### List of tasks
1. Can you repeat, word for word, the part of the essay about the unnamed illness starting with "Back in December" and going on through "it. It. Me."?
2. In the essay about the unnamed illness, what daily dose of prednisone is the writer taking?

━━ Document section ━━

Back in December I wrote about being sick with something, something virusy -- or not -- painful, curious, concerning, unknown. Back then I made a superstitious promise to myself that I wouldn't write any more about it, that it didn't make sense to write any more, until and unless what I had or have had a name. But because whatever it is has continued to consume my thoughts over weeks and months, I've been resigned to writing nothing at all.
It still feels as if it would be easier if it had a name. There are candidates: myositis or polymyositis; fasciitis; inflammatory myopathy. I wonder if it matters. For now, 100 daily mg. of prednisone says it doesn't. We've narrowed it down, started to treat it. It. Me.
I don't know how to talk about what's happened to my body without its feeling like a string of complaints. Does it help if I first acknowledge that, maybe beyond reason, I don't really feel sorry for myself? I don't wonder why this is happening. Things, trials, struggles, happen to everyone. This is mine. And my family's and friends', because they have to fill in the gaps that have opened in our lives as I sit on the couch.
Maybe it's better to start with what I can do. I can walk. I can feel; this is a muscle problem, not a nerve problem. I can think and type and talk. I will live, maybe not into my 90's, but what were the odds of that anyway?
But there are many, many things that I cannot do. I can't get in and out of bed or the car. I can't drive. I can swallow only with difficulty. I can't sing the high notes, because my diaphragm is so weak. Mostly I can't lift my legs from the hip or my arms from the shoulder. That encompasses a lot of things I can't do. I need help with showering and dressing and lifting a glass of water to my mouth. I am using a walker, mostly because my weak neck makes me feel unsteady and off balance, and I do not want to risk a fall.

━━━
━━ Material provided ━━

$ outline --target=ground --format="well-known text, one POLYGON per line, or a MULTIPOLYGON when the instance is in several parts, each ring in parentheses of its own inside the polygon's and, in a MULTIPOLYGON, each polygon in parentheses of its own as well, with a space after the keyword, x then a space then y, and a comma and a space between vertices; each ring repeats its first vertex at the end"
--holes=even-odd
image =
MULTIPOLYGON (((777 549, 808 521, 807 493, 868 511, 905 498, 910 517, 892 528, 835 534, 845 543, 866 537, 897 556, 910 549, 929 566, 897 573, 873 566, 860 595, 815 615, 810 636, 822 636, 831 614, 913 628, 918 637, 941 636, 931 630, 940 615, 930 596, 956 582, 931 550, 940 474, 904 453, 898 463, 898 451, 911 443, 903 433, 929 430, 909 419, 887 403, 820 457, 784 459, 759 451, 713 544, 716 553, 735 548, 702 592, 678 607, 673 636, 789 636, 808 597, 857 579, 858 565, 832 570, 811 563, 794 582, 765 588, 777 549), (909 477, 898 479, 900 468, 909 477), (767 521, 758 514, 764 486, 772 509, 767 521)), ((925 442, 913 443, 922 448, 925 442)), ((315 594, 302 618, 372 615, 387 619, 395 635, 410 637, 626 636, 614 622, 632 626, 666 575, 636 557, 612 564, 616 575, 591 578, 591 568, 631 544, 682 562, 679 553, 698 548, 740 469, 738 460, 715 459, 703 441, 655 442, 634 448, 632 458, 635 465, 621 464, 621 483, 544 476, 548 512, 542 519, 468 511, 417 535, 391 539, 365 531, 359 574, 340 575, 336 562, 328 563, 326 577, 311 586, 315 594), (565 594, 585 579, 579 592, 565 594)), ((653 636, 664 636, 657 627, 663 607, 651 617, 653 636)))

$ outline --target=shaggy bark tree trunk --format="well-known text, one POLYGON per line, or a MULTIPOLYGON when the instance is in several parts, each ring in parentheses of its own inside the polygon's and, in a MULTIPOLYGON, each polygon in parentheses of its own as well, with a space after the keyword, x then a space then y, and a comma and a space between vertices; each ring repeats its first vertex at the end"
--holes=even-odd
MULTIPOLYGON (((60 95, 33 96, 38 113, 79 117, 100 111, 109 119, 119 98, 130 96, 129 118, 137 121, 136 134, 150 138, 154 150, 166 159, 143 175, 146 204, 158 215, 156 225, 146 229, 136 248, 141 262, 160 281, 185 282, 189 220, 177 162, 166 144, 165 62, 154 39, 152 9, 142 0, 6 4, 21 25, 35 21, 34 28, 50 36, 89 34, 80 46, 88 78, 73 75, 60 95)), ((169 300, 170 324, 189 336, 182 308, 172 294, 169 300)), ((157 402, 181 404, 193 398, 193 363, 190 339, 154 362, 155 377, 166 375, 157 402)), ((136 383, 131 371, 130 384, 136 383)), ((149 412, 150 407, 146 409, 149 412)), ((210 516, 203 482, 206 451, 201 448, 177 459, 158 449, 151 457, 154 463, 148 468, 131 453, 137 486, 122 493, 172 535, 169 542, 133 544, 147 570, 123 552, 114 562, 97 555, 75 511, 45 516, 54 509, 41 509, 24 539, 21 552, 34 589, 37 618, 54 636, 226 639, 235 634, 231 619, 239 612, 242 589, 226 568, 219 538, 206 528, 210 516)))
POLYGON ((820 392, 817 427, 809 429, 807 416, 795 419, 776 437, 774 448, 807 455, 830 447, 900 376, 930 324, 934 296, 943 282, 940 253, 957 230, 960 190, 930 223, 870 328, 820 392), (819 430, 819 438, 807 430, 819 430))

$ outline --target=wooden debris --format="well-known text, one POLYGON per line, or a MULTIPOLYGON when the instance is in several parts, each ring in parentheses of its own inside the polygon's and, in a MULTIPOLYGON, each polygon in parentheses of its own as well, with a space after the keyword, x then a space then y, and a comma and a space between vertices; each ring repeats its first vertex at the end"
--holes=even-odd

━━━

### Expected responses
1.
Back in December I wrote about being sick with something, something virusy -- or not -- painful, curious, concerning, unknown. Back then I made a superstitious promise to myself that I wouldn't write any more about it, that it didn't make sense to write any more, until and unless what I had or have had a name. But because whatever it is has continued to consume my thoughts over weeks and months, I've been resigned to writing nothing at all.
It still feels as if it would be easier if it had a name. There are candidates: myositis or polymyositis; fasciitis; inflammatory myopathy. I wonder if it matters. For now, 100 daily mg. of prednisone says it doesn't. We've narrowed it down, started to treat it. It. Me.

2. 100 mg a day.